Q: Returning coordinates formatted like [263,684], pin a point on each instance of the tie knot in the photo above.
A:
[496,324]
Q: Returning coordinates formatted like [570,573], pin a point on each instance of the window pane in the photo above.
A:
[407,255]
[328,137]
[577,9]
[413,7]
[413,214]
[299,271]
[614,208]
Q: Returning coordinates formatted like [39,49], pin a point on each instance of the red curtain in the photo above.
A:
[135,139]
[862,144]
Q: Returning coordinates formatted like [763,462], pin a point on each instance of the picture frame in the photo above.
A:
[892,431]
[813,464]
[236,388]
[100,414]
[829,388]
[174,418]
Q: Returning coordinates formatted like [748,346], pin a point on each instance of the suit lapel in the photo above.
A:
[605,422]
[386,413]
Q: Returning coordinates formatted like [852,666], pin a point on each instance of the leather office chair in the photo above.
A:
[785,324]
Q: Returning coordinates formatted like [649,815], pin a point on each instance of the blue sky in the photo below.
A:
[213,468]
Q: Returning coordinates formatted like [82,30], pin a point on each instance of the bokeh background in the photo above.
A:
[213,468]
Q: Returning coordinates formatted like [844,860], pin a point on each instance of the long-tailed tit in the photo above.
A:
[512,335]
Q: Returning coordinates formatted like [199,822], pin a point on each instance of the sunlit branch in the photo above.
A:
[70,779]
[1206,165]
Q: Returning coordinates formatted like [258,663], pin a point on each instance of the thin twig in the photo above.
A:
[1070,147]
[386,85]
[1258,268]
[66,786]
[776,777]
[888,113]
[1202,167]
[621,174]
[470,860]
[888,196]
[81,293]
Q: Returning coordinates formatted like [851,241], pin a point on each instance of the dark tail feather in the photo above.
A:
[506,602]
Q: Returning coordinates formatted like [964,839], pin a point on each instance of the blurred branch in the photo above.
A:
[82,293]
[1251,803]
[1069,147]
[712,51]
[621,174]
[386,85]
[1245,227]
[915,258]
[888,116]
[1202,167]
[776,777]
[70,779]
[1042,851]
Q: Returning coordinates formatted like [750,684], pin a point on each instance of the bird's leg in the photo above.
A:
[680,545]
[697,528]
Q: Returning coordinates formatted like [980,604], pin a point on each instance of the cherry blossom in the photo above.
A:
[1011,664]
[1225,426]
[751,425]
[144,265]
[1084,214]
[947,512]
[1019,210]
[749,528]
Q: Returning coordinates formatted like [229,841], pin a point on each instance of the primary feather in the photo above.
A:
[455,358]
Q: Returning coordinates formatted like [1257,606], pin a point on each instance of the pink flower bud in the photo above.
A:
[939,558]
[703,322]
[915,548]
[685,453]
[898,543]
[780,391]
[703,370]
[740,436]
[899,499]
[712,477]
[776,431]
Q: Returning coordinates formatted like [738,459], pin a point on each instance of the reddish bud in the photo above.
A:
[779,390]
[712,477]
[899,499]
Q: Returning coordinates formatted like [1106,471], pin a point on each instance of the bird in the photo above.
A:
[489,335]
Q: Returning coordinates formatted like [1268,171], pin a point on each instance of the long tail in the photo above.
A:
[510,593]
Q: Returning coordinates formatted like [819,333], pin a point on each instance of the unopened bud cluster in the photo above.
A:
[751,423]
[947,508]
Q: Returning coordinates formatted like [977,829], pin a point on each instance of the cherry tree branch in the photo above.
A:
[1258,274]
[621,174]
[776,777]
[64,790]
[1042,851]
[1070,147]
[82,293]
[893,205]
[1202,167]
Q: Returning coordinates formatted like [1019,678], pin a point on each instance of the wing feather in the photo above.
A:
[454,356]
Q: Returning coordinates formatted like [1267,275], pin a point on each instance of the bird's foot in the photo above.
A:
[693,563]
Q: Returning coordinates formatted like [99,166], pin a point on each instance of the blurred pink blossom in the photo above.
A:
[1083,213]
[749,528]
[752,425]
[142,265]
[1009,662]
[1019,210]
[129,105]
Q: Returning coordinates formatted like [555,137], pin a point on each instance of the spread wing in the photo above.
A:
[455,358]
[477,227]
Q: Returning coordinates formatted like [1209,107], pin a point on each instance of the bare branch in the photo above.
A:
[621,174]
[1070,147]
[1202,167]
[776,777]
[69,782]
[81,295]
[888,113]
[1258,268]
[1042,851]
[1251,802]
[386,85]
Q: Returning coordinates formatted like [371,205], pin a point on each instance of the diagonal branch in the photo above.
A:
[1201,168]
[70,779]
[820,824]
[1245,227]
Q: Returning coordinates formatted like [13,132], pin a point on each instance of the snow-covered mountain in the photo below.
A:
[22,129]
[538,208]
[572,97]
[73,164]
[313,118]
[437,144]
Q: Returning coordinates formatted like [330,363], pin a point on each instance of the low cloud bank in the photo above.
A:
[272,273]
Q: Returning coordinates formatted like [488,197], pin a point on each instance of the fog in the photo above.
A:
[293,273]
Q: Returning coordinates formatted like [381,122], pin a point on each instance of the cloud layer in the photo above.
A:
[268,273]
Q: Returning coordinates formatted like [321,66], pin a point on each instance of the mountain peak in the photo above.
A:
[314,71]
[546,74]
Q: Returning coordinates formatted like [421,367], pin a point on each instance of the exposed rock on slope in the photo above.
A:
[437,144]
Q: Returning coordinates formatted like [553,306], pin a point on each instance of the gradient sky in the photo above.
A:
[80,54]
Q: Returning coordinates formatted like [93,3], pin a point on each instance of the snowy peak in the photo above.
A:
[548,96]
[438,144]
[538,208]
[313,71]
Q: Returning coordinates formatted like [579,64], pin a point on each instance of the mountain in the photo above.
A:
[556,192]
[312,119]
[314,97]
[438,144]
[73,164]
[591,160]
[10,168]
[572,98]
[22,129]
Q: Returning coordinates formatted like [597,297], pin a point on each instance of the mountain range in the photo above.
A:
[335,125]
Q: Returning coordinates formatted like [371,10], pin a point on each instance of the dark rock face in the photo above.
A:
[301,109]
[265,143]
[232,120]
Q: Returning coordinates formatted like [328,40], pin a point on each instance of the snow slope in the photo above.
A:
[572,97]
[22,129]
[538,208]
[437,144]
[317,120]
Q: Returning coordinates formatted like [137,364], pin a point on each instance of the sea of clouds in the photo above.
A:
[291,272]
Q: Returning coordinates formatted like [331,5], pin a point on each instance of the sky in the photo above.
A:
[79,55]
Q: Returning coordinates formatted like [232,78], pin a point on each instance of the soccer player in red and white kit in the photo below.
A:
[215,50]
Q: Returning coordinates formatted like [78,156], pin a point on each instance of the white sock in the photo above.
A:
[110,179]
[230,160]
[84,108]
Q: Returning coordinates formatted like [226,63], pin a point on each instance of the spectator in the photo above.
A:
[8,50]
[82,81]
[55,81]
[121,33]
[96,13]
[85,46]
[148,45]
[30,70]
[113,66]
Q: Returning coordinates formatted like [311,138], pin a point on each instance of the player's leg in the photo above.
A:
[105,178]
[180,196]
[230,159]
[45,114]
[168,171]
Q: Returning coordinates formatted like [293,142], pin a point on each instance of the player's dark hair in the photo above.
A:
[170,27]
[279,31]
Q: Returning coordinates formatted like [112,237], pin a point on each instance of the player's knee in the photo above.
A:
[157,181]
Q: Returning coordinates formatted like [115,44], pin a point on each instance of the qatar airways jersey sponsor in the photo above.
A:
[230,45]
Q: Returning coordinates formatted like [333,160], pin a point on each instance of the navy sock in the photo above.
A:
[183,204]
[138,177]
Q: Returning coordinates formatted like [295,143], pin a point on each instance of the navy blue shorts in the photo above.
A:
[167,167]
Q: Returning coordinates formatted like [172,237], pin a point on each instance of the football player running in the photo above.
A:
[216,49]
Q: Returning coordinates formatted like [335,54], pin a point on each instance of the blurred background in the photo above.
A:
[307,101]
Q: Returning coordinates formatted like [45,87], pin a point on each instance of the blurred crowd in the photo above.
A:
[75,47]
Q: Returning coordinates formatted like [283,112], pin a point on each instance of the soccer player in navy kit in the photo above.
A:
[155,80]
----------------
GOAL OF THE EXERCISE: Exactly and exclusively, repeat the lines from the line that contains "Q: Returning coordinates formatted like [293,142], pin" through the end of the records, both ends included.

OUTPUT OF THE EXERCISE:
Q: Returning coordinates formatted like [293,142], pin a point on each instance of the player's dark hair in the photo above.
A:
[170,27]
[279,31]
Q: Returning coordinates formatted like [112,237], pin a point on each instance of the player's knee in the photo above.
A:
[157,181]
Q: Returning coordinates formatted like [115,44], pin a point on each instance of the qatar airways jersey sponsor in the photo above.
A:
[230,45]
Q: Returning coordinates formatted like [333,160], pin a point on each instance of the navy sock in the photo above.
A:
[183,204]
[138,177]
Q: Returning coordinates formatted like [295,143], pin a point on each instance of the navy blue shorts in the photo above.
A:
[167,167]
Q: Returning coordinates formatted like [172,237], pin a point on each instance of the football player running in the photo above.
A:
[216,49]
Q: Returning coordinates formatted like [335,54], pin a point on each instance of the blurred background in the photo above.
A:
[307,101]
Q: Returning coordinates formatted like [45,87], pin a point on each instance of the blurred crowd in the photo above.
A:
[75,47]
Q: Returning coordinates formatted like [283,112], pin a point on each instance of the soccer player in navy kit in the photo above.
A:
[155,80]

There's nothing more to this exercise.